● Work instructions
Restate each record word for word, from the first to the last.

(Saved entries)
******

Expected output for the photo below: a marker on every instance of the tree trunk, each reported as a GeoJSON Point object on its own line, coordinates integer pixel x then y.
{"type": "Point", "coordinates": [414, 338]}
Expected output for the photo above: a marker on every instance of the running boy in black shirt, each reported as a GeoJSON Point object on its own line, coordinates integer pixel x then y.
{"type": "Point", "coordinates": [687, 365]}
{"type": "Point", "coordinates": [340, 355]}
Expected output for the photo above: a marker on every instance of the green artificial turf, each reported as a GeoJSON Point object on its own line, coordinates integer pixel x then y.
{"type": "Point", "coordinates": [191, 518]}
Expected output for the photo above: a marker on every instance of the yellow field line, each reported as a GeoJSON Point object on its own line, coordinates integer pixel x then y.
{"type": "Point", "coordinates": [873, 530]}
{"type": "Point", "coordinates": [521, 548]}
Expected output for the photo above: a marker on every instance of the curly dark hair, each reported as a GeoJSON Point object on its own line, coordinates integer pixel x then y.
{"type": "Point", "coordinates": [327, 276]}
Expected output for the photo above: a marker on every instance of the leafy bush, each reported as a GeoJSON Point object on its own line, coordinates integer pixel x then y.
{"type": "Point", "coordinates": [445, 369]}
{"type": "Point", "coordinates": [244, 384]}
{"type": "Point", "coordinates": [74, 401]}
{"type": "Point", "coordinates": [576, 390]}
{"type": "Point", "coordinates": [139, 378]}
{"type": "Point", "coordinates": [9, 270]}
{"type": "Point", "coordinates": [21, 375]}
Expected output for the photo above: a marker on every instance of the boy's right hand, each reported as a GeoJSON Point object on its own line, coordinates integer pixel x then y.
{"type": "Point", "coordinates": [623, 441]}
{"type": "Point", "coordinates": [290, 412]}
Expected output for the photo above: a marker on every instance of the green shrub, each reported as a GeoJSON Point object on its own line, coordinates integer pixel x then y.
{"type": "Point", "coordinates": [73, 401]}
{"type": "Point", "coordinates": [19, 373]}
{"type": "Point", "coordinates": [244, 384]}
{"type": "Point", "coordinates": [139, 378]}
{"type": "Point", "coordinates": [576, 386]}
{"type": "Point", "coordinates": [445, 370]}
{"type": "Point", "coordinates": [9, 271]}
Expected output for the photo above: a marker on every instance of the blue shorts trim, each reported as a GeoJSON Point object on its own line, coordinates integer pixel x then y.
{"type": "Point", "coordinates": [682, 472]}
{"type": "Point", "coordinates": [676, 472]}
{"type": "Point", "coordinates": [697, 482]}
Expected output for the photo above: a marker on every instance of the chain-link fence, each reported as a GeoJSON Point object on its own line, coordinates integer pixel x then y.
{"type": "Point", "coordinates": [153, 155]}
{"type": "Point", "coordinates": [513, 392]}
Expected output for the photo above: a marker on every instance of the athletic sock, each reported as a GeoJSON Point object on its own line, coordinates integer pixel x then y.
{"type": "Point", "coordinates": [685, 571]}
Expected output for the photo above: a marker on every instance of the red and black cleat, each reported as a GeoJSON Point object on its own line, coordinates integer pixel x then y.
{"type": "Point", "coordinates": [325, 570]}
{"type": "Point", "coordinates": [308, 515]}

******

● Your response
Expected output for the photo below: a marker on every instance of the tree trunk, each reported as a GeoJSON Point object on its own line, coordinates integer pixel x then y.
{"type": "Point", "coordinates": [414, 338]}
Expected output for the photo above: a marker on every instance of the running boy in black shirt, each reported as a GeoJSON Point object on its own line, coordinates integer pixel x then y.
{"type": "Point", "coordinates": [687, 365]}
{"type": "Point", "coordinates": [340, 355]}
Expected output for the photo above: a marker on every instance of the green artificial turf, each reported as a GeoJSON Point object on its own line, coordinates integer pixel x then y.
{"type": "Point", "coordinates": [191, 518]}
Expected output for the photo above: a marker on every instance of the yellow field line, each reported as a GeoJSON Point object on its own line, coordinates integer pixel x then y.
{"type": "Point", "coordinates": [873, 530]}
{"type": "Point", "coordinates": [521, 548]}
Expected output for the photo above: a marker on every instance of the curly dark hair, each reported as a GeoJSON Point object on its own line, coordinates integer pixel x then y.
{"type": "Point", "coordinates": [327, 276]}
Expected output for the photo above: a marker on every instance of the leafy bush, each reported as a GeoJSON Point object on its own line, coordinates integer pixel x then y.
{"type": "Point", "coordinates": [445, 369]}
{"type": "Point", "coordinates": [244, 384]}
{"type": "Point", "coordinates": [74, 401]}
{"type": "Point", "coordinates": [576, 390]}
{"type": "Point", "coordinates": [139, 378]}
{"type": "Point", "coordinates": [9, 270]}
{"type": "Point", "coordinates": [21, 375]}
Expected output for the photo above: a marker on every instance of the boy's right hand, each reported as a GeoJSON Point object on its own line, coordinates integer pixel x then y.
{"type": "Point", "coordinates": [623, 441]}
{"type": "Point", "coordinates": [290, 412]}
Expected output for the photo above: a marker on every instance of the green shrub, each reported as a GeoJSON Point object on its own line, coordinates integer pixel x then y.
{"type": "Point", "coordinates": [73, 401]}
{"type": "Point", "coordinates": [19, 373]}
{"type": "Point", "coordinates": [244, 384]}
{"type": "Point", "coordinates": [139, 378]}
{"type": "Point", "coordinates": [576, 386]}
{"type": "Point", "coordinates": [445, 370]}
{"type": "Point", "coordinates": [9, 271]}
Expected output for the photo above: a marker on every instance of the blue shorts trim, each reported as a GeoJSON Point object on its own line, coordinates integer pixel x then y.
{"type": "Point", "coordinates": [682, 472]}
{"type": "Point", "coordinates": [676, 472]}
{"type": "Point", "coordinates": [697, 482]}
Expected output for the photo above: a marker on every instance of the chain-link fence, each reported as a GeoJSON Point object on its own line, coordinates integer pixel x then y.
{"type": "Point", "coordinates": [153, 155]}
{"type": "Point", "coordinates": [513, 392]}
Expected output for the photo above: a marker on every instance of the athletic sock, each reported as a GeoJSON Point object on its own line, coordinates integer pixel x then y.
{"type": "Point", "coordinates": [685, 571]}
Expected output for the photo above: a marker on every instance of the red and black cleat, each reported as a GeoJSON Point object on its own line, coordinates integer pixel x then y.
{"type": "Point", "coordinates": [325, 570]}
{"type": "Point", "coordinates": [308, 515]}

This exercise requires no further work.